A line below contains "viaduct with a single point, one per instance.", and a later one contains "train with a single point, one per instance.". Repeat both, with every line between them, exactly.

Materials provided —
────────
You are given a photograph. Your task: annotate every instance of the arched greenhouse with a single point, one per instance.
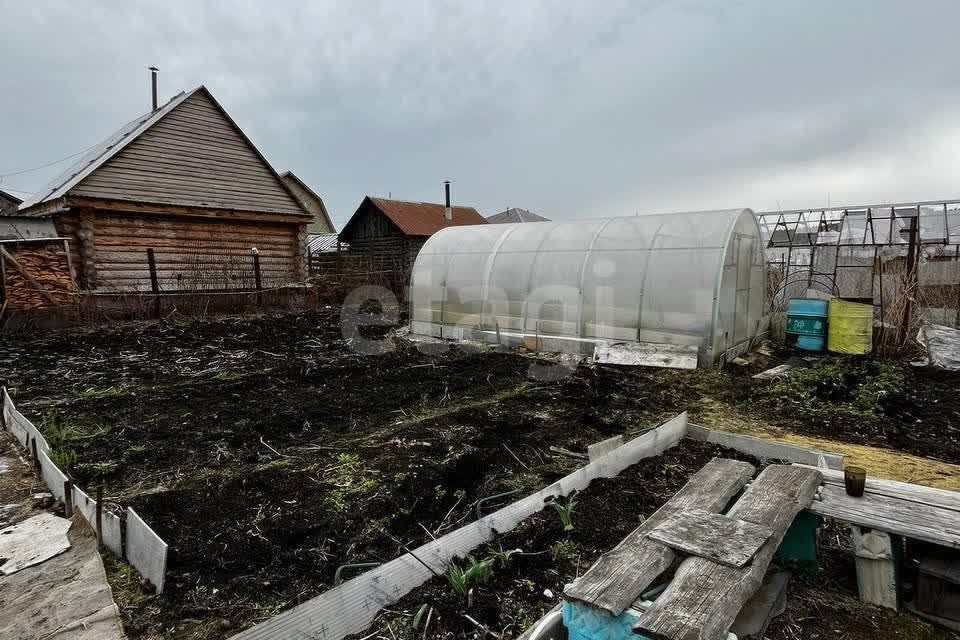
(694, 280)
────────
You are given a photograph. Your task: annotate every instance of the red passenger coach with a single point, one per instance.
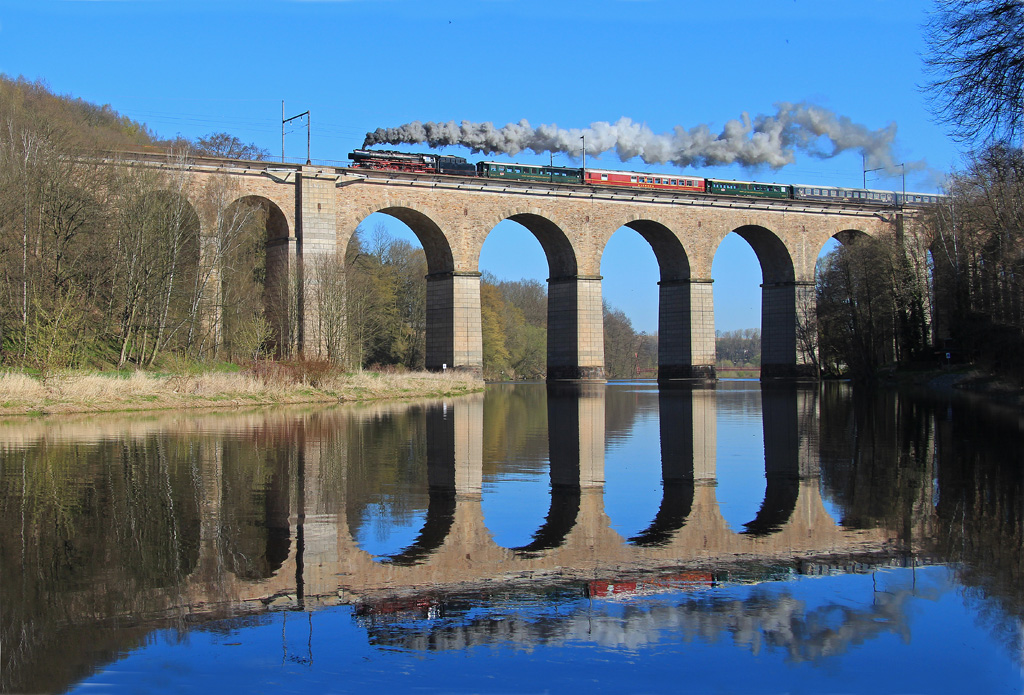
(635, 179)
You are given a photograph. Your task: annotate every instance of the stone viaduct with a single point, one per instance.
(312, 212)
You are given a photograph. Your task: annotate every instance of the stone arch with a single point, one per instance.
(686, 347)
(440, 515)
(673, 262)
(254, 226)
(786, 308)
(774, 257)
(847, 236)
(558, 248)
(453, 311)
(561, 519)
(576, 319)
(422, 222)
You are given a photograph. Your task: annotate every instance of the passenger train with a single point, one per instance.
────────
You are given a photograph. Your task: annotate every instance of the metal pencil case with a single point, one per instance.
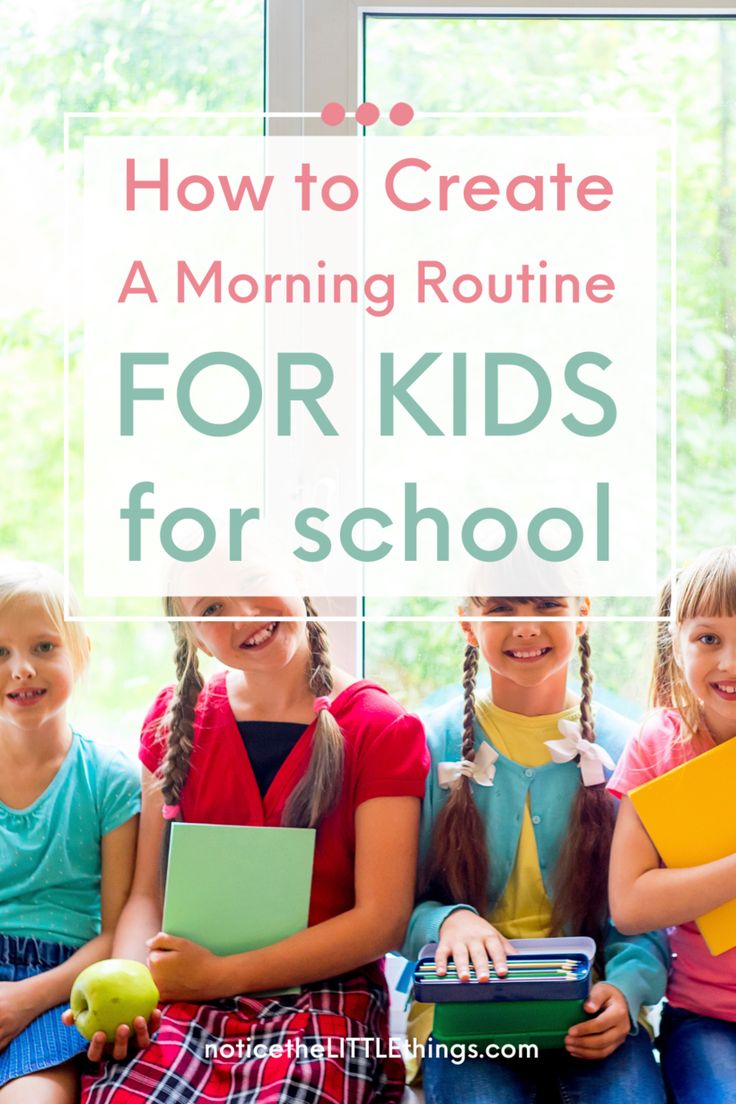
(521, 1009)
────────
Answer area —
You are given a photograph. Your task: annotate every instance of the stone viaduct with a single point, one per instance.
(312, 212)
You are given a photograph. Your task: annotate every instance of the stone arch with a single point, one per instance.
(686, 347)
(440, 515)
(673, 262)
(254, 226)
(786, 308)
(774, 257)
(847, 236)
(558, 248)
(453, 311)
(561, 519)
(576, 319)
(422, 222)
You are given a photograph. Your task: annotate every instance of the passenger train with a single point, one per instance.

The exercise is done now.